==== SUPPLIED RECORDS

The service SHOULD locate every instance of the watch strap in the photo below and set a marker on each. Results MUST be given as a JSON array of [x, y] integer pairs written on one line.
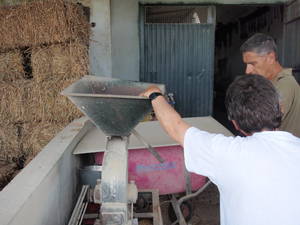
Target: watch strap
[[154, 95]]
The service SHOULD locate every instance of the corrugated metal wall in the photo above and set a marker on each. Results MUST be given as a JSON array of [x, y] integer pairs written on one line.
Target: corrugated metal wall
[[181, 57], [292, 35]]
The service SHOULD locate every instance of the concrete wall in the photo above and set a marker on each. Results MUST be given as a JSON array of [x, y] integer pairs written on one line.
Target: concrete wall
[[45, 191], [125, 31]]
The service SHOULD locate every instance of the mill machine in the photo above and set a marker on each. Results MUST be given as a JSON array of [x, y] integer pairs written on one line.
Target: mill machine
[[115, 107]]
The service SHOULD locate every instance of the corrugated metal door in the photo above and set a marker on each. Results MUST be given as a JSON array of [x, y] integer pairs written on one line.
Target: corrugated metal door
[[181, 57], [292, 34]]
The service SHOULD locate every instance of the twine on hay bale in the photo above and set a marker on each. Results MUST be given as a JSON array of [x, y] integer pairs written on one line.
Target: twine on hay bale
[[11, 66], [61, 60], [42, 22], [13, 106]]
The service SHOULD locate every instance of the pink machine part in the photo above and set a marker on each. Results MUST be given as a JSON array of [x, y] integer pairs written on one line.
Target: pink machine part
[[148, 173]]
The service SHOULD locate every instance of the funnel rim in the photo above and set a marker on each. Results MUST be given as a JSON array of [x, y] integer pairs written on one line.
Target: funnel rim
[[104, 95]]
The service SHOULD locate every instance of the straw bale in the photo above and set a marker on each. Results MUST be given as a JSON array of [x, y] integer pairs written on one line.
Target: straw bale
[[42, 22], [61, 60], [13, 106], [48, 105], [11, 67], [9, 142]]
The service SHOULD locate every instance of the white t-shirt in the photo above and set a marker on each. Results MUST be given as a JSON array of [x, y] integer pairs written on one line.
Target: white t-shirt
[[258, 176]]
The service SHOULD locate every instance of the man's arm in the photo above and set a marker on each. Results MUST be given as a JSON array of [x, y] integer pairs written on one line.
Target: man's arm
[[170, 120]]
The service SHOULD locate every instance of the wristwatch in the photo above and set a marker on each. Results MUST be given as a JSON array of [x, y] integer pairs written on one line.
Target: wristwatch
[[154, 95]]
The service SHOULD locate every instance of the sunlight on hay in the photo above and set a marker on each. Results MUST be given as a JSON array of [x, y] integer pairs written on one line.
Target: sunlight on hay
[[49, 105], [11, 67], [42, 22], [62, 60]]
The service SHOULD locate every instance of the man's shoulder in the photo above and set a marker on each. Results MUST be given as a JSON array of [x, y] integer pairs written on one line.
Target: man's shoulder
[[285, 78]]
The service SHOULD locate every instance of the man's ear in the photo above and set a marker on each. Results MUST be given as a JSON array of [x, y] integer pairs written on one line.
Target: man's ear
[[271, 57], [237, 127], [235, 124]]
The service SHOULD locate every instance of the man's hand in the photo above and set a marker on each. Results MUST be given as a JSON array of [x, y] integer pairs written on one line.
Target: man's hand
[[150, 90], [169, 119]]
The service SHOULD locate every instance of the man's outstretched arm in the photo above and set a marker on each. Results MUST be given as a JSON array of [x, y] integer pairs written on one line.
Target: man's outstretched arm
[[170, 120]]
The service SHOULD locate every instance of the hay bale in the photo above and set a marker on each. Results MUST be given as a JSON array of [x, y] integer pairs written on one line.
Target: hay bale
[[48, 105], [11, 67], [42, 22], [9, 142], [13, 101], [62, 60]]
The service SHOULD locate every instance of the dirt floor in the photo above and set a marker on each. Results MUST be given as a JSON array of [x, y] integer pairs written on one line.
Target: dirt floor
[[205, 208]]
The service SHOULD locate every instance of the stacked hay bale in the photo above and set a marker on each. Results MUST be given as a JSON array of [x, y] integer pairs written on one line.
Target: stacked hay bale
[[43, 49]]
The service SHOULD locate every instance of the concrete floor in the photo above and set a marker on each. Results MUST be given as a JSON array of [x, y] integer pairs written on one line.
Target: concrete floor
[[205, 208]]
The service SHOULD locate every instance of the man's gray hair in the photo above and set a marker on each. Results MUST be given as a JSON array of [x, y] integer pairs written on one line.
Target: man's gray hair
[[260, 44]]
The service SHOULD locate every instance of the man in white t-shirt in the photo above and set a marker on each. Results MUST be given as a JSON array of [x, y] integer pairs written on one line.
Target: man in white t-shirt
[[258, 176]]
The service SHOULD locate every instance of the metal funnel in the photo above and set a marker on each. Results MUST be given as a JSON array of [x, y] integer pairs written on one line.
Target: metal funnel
[[113, 105]]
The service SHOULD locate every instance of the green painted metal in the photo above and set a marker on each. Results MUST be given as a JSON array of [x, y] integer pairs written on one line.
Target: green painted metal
[[180, 56]]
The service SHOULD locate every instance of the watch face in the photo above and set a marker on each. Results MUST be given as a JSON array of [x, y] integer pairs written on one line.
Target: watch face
[[154, 95]]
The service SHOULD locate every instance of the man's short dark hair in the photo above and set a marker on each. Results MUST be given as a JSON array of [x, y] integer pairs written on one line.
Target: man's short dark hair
[[260, 44], [253, 102]]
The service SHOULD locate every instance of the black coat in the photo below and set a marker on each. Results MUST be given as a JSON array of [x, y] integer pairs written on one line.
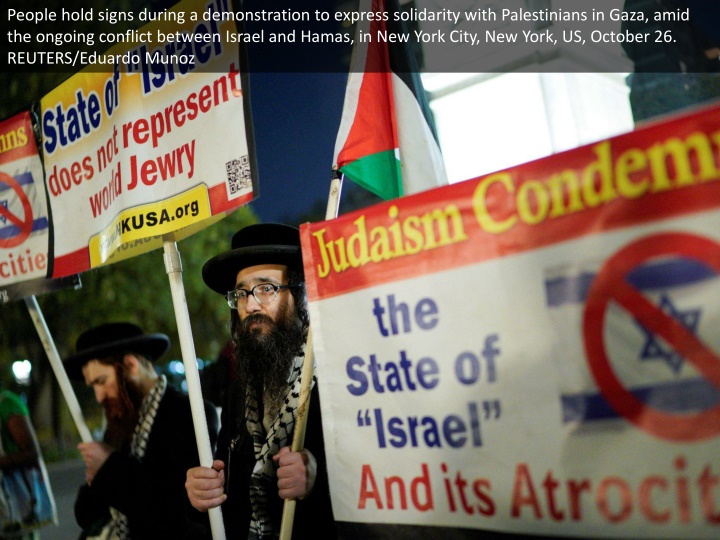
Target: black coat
[[313, 515], [152, 493]]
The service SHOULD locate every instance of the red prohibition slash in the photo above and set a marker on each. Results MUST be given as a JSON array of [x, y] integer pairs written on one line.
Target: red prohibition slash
[[611, 285], [24, 225]]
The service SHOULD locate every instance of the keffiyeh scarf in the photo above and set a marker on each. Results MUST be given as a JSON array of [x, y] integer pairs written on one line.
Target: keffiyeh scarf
[[266, 445], [148, 410]]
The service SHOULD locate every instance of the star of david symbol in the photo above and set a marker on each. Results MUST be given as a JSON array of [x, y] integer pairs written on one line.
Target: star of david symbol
[[654, 350]]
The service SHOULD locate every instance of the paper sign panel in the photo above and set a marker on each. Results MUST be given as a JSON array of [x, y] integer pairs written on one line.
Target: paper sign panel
[[534, 351], [150, 146]]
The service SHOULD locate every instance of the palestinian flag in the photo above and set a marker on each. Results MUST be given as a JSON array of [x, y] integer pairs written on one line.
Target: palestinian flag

========

▶ WORK TASK
Pull each line containing the word "palestinian" out of the data above.

▶ WRITTEN SOLUTION
The service SHOULD locate every instance of the palestinian flag in the photo above and set a marker on each. Results MUST be given as a JSON array of [x, y] integer pairs written on one line.
Target: palestinian flag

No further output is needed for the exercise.